[Pointing records]
○ ○ ○ ○ ○
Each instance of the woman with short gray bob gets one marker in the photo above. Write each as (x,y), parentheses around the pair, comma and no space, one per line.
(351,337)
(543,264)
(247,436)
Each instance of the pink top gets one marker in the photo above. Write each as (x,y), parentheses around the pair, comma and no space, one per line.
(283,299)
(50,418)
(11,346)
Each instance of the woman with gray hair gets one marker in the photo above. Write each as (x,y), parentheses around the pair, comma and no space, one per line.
○ ○ ○ ○ ○
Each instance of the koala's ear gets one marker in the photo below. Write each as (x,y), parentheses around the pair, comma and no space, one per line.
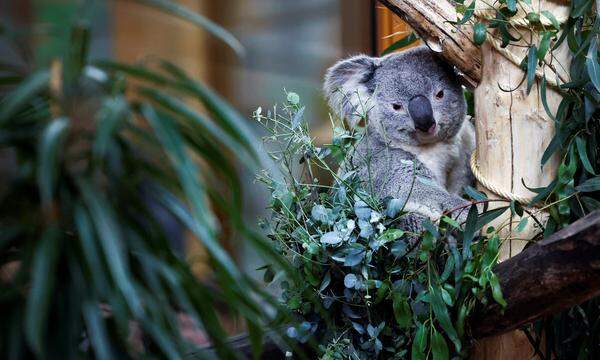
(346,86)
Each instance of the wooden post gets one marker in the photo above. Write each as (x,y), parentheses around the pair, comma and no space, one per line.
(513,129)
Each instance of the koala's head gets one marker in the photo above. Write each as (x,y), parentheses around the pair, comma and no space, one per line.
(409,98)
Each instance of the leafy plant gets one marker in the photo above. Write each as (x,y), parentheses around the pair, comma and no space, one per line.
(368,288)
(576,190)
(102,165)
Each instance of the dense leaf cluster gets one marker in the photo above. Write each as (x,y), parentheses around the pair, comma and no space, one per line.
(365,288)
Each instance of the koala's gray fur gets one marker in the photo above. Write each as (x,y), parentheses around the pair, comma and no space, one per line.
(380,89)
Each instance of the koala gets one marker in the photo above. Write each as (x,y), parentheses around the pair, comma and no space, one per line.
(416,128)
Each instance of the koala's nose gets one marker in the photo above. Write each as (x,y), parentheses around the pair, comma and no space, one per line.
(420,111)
○ ○ ○ ○ ○
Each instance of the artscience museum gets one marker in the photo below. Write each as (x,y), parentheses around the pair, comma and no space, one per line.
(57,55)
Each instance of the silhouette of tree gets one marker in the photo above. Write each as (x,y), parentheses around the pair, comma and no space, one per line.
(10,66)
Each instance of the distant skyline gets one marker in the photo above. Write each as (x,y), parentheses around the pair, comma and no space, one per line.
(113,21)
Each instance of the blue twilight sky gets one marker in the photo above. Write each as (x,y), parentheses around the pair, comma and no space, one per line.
○ ○ ○ ○ ○
[SET PROBLEM]
Could you rewrite the listing, requests included, starting at the line containing "Each instance of the woman with short" and ending at the line containing "Each instance of the woman with gray", scaling every x and y coordinate in the answers by 1.85 and rounding each to a whole number with halves rounded up?

[THE OUTPUT]
Each instance of the woman with short gray bob gets one marker in the photo above. Write each as (x,y), parentheses around the pair, comma and no space, one per line.
(649,623)
(1005,488)
(457,807)
Each instance of the pink top gets one marker in the photo above. Write each as (x,y), parentheses around the pair, comma and no space, one per line.
(524,553)
(93,773)
(20,640)
Each instance of the woman with gray hair gets one marker in the photo above. Write each as (x,y), parentheses around the pair, comma and no space, one per line.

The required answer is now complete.